Problem to work on: In the material below, which lines hold the word "glare"? Pick each one out.

Source material:
============================================================

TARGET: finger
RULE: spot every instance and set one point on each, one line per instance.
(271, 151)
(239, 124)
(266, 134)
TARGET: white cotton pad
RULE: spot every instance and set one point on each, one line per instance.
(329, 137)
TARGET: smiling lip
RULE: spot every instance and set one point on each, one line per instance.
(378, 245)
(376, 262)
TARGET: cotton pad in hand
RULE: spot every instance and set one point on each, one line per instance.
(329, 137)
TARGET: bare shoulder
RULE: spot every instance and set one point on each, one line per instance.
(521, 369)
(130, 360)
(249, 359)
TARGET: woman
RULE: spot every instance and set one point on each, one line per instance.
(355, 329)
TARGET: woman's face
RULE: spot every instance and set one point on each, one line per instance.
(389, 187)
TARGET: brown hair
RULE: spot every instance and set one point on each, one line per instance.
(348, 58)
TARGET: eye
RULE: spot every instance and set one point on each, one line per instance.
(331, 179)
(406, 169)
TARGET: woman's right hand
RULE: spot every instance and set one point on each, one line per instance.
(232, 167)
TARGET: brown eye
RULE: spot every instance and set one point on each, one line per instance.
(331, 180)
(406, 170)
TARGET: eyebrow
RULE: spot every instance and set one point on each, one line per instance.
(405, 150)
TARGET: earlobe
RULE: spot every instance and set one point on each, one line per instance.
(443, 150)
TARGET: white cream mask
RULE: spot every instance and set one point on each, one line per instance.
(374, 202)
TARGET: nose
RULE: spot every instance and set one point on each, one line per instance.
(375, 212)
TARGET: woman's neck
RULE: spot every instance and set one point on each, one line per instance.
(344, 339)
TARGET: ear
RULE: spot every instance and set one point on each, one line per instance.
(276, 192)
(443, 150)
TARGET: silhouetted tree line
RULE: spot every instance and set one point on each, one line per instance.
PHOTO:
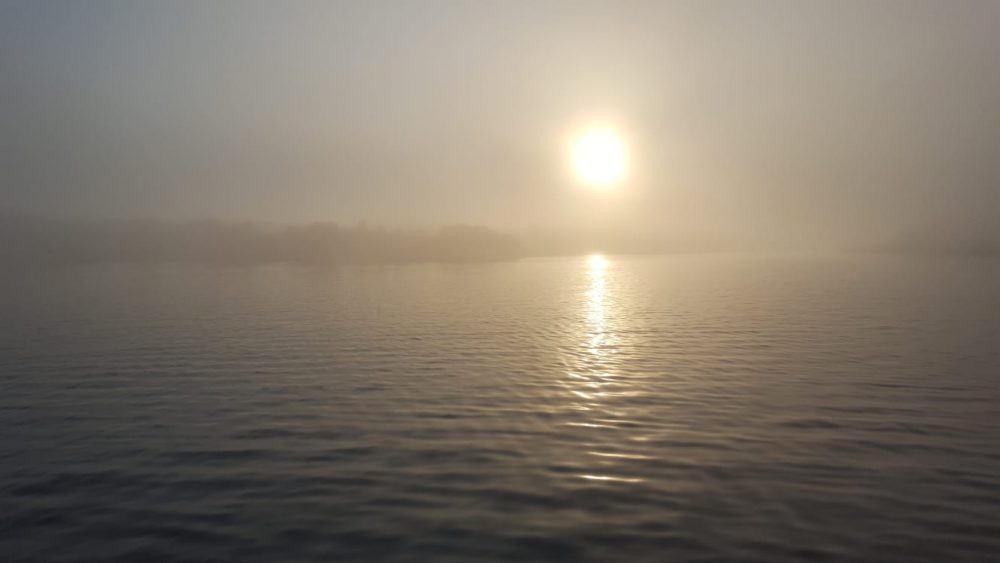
(31, 239)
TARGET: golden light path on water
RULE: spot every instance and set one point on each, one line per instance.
(594, 378)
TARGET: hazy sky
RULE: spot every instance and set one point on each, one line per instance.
(797, 120)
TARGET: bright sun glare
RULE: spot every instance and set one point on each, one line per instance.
(599, 158)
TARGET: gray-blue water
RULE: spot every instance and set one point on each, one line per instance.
(634, 409)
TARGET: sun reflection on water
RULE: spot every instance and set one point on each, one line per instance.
(594, 380)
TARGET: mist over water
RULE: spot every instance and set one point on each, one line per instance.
(685, 408)
(560, 280)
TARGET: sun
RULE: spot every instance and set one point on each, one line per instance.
(599, 157)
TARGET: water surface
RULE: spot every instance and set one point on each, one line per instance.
(629, 408)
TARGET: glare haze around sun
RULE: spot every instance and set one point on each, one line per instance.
(599, 158)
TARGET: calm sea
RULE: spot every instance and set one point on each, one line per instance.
(686, 408)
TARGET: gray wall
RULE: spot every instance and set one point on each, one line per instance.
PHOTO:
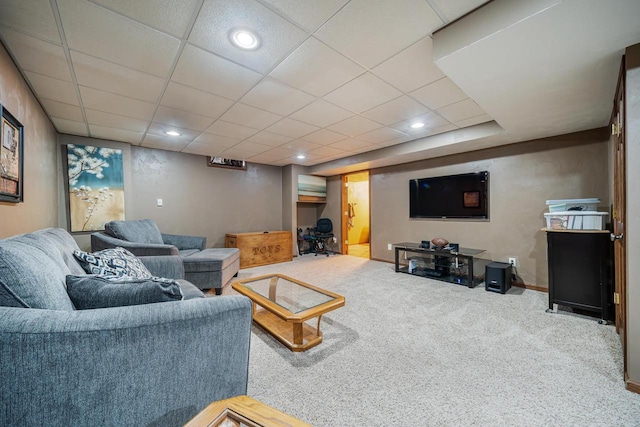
(39, 209)
(522, 177)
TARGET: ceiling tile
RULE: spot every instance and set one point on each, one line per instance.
(61, 110)
(196, 66)
(292, 128)
(249, 116)
(159, 129)
(370, 31)
(218, 18)
(381, 135)
(69, 126)
(455, 9)
(54, 89)
(168, 16)
(203, 149)
(110, 77)
(34, 17)
(316, 68)
(181, 119)
(109, 120)
(310, 14)
(276, 97)
(217, 141)
(400, 70)
(461, 111)
(393, 111)
(195, 101)
(163, 143)
(438, 94)
(324, 137)
(116, 104)
(321, 113)
(36, 55)
(363, 93)
(269, 138)
(231, 130)
(114, 134)
(93, 29)
(355, 126)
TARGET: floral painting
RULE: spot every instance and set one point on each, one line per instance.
(96, 186)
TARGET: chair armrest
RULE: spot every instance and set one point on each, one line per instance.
(169, 266)
(155, 364)
(101, 241)
(185, 242)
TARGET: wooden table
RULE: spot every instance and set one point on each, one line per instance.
(243, 411)
(282, 305)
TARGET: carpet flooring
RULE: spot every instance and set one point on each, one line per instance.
(411, 351)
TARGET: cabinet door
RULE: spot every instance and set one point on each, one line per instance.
(576, 266)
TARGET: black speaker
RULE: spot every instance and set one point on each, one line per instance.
(497, 277)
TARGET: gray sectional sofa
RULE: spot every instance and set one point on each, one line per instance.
(146, 365)
(206, 268)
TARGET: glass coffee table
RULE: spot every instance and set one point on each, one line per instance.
(282, 305)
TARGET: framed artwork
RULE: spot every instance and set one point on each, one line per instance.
(96, 186)
(11, 158)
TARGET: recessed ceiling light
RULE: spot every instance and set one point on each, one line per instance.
(245, 39)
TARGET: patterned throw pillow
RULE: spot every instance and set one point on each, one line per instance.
(116, 262)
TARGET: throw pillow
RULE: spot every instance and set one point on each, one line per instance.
(113, 262)
(93, 291)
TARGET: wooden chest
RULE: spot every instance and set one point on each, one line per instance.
(261, 248)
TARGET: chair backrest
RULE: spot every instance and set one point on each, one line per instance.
(324, 225)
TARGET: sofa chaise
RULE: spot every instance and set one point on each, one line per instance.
(206, 268)
(157, 364)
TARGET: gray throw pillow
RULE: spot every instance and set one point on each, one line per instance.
(113, 262)
(137, 231)
(92, 291)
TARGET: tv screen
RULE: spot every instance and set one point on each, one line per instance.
(452, 196)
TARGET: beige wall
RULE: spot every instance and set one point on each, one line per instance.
(39, 209)
(521, 176)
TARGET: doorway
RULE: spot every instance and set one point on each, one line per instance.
(356, 222)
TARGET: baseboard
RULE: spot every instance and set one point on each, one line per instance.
(633, 386)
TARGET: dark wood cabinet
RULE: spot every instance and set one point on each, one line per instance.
(579, 271)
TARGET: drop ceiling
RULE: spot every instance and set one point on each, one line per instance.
(337, 81)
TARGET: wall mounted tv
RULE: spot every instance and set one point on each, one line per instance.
(453, 196)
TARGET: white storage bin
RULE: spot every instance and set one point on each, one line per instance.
(575, 220)
(562, 205)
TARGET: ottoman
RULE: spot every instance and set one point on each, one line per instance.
(211, 268)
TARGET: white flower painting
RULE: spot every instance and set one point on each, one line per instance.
(96, 186)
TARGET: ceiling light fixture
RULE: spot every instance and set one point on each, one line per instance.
(245, 39)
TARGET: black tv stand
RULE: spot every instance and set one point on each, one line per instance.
(460, 267)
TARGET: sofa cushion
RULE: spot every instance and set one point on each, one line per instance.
(139, 231)
(94, 291)
(113, 262)
(29, 278)
(214, 259)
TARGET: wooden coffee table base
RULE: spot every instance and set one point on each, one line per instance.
(297, 336)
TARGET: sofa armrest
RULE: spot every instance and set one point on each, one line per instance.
(101, 241)
(185, 242)
(155, 364)
(169, 266)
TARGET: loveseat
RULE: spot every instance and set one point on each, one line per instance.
(146, 365)
(206, 268)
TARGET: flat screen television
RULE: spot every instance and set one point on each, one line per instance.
(452, 196)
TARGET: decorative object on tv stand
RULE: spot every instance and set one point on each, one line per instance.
(439, 242)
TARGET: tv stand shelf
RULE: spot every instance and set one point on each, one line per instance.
(459, 267)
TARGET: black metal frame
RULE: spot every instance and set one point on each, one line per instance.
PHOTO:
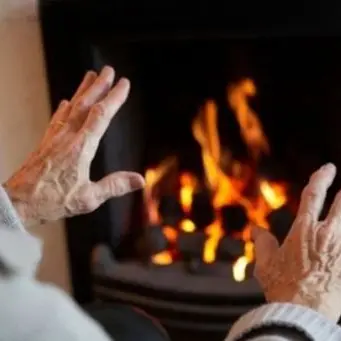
(70, 27)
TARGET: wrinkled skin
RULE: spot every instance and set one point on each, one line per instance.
(306, 269)
(54, 181)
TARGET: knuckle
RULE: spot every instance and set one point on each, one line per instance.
(80, 105)
(310, 193)
(99, 110)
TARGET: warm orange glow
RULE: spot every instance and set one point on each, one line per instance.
(170, 233)
(274, 194)
(187, 226)
(188, 184)
(225, 177)
(162, 258)
(239, 268)
(152, 178)
(214, 234)
(250, 126)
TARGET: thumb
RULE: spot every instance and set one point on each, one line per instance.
(265, 243)
(118, 184)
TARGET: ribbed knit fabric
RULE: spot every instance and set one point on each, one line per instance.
(312, 324)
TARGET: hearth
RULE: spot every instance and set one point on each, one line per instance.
(226, 123)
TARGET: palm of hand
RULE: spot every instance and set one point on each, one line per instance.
(55, 182)
(306, 269)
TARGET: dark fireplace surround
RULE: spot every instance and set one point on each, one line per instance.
(83, 35)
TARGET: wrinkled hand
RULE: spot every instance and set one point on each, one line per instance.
(54, 182)
(306, 269)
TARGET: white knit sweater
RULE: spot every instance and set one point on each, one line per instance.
(33, 311)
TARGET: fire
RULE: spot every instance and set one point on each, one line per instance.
(187, 226)
(163, 258)
(225, 178)
(250, 126)
(188, 184)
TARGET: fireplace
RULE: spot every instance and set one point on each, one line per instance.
(226, 123)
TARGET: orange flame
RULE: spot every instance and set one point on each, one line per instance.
(226, 187)
(251, 128)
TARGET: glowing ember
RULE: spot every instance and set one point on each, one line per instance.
(188, 184)
(187, 226)
(162, 258)
(227, 185)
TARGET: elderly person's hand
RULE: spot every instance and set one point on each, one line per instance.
(306, 269)
(54, 181)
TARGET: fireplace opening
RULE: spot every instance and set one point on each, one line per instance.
(226, 132)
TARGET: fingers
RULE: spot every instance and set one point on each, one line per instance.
(314, 194)
(334, 215)
(90, 95)
(265, 245)
(101, 114)
(58, 117)
(117, 184)
(88, 80)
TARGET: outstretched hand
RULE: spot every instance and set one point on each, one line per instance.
(306, 269)
(54, 182)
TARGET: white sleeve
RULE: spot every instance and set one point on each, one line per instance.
(287, 322)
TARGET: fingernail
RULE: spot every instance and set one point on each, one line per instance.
(63, 104)
(90, 74)
(107, 69)
(328, 167)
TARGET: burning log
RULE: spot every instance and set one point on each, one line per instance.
(191, 245)
(230, 249)
(170, 210)
(280, 221)
(155, 240)
(202, 213)
(234, 218)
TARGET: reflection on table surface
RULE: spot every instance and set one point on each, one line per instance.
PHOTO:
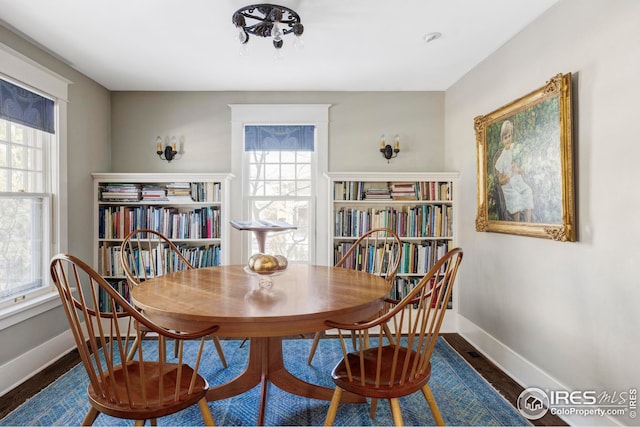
(300, 300)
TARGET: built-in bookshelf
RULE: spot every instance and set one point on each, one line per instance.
(191, 209)
(419, 207)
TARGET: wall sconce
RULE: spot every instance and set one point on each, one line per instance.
(387, 151)
(170, 151)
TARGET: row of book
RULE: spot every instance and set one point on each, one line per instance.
(423, 190)
(177, 191)
(406, 221)
(115, 222)
(365, 257)
(158, 261)
(415, 258)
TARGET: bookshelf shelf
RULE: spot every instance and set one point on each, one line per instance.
(189, 208)
(419, 207)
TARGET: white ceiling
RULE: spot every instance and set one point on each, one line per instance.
(349, 45)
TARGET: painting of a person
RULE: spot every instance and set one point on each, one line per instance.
(518, 195)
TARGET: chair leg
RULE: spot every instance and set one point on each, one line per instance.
(374, 406)
(216, 342)
(388, 333)
(206, 412)
(396, 412)
(314, 346)
(333, 407)
(91, 416)
(426, 391)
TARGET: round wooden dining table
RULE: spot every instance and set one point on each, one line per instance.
(301, 298)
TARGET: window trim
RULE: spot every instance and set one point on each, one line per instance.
(24, 71)
(286, 114)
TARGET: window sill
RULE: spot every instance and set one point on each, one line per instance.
(30, 308)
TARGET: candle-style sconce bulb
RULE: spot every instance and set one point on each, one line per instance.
(389, 152)
(169, 151)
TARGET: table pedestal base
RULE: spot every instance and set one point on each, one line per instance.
(266, 365)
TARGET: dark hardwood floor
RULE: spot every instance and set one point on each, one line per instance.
(507, 387)
(500, 381)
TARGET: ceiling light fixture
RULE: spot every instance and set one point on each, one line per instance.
(432, 36)
(268, 20)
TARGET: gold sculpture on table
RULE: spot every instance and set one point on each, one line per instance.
(266, 265)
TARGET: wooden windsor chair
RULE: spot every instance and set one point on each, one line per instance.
(390, 370)
(147, 253)
(377, 251)
(101, 320)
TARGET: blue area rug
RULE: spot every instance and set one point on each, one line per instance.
(463, 396)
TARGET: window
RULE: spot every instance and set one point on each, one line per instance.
(32, 199)
(24, 194)
(24, 212)
(313, 115)
(280, 185)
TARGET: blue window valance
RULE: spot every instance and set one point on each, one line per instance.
(279, 138)
(22, 106)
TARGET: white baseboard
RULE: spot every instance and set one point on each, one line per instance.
(521, 370)
(18, 370)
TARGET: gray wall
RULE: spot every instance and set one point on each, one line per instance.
(570, 309)
(88, 148)
(357, 119)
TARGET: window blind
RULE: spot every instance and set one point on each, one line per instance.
(20, 105)
(279, 138)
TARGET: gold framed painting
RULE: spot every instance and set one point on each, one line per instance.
(525, 165)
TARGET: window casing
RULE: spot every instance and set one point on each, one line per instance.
(279, 187)
(316, 115)
(25, 229)
(32, 173)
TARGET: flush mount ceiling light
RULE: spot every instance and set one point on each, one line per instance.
(428, 38)
(267, 20)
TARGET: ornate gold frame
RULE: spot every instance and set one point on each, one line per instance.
(542, 119)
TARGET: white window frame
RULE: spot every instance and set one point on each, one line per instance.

============================================================

Exercise response:
TARGET: bright sun glare
TARGET: glare haze around sun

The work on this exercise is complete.